- _INSTRUCTIONS FOR THE TASK_
Recast the lines below as a Markdown table, with the row number in a column headed "Row" and the line itself in a column headed "Line". Leave out any blank lines.

(A run of lines)
§ §
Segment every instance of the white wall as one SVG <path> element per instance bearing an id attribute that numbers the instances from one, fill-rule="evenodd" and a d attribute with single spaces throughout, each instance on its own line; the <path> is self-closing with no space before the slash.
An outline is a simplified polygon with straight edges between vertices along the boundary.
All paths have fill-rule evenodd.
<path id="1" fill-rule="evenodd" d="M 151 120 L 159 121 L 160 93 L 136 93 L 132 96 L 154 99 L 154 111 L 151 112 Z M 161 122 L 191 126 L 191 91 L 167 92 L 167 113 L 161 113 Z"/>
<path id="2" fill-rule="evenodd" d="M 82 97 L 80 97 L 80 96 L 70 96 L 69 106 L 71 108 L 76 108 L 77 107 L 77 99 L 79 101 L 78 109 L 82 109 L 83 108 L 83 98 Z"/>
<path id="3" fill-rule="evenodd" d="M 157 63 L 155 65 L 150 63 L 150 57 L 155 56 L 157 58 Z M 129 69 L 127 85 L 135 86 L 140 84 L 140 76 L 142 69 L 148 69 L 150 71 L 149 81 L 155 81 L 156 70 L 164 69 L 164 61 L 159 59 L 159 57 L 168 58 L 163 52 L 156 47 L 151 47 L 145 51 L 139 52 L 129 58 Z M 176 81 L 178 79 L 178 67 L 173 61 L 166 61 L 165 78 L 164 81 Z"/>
§ §
- _SOLUTION_
| Row | Line |
|---|---|
| 1 | Segment every instance of the white wall as one SVG <path> element per instance bearing an id attribute that numbers the instances from one, fill-rule="evenodd" and a d attribute with single spaces throughout, each instance on its own line; the <path> is self-closing with no space before the slash. |
| 2 | An outline is a simplified polygon with straight edges between vertices along the boundary. |
| 3 | All paths have fill-rule evenodd. |
| 4 | <path id="1" fill-rule="evenodd" d="M 151 120 L 159 121 L 160 93 L 136 93 L 132 96 L 154 99 L 154 111 L 151 112 Z M 161 122 L 191 126 L 191 91 L 167 92 L 167 113 L 161 113 Z"/> |
| 5 | <path id="2" fill-rule="evenodd" d="M 82 97 L 80 97 L 80 96 L 70 96 L 69 106 L 71 108 L 76 108 L 77 107 L 77 99 L 79 101 L 78 109 L 82 109 L 83 108 L 83 98 Z"/> |
| 6 | <path id="3" fill-rule="evenodd" d="M 157 63 L 155 65 L 150 63 L 150 57 L 155 56 L 157 58 Z M 129 69 L 127 85 L 135 86 L 140 84 L 140 76 L 142 69 L 148 69 L 150 71 L 149 81 L 155 81 L 156 70 L 164 69 L 164 61 L 159 59 L 159 57 L 168 58 L 163 52 L 156 47 L 151 47 L 145 51 L 139 52 L 129 58 Z M 176 81 L 178 79 L 178 67 L 173 61 L 166 61 L 165 78 L 164 81 Z"/> |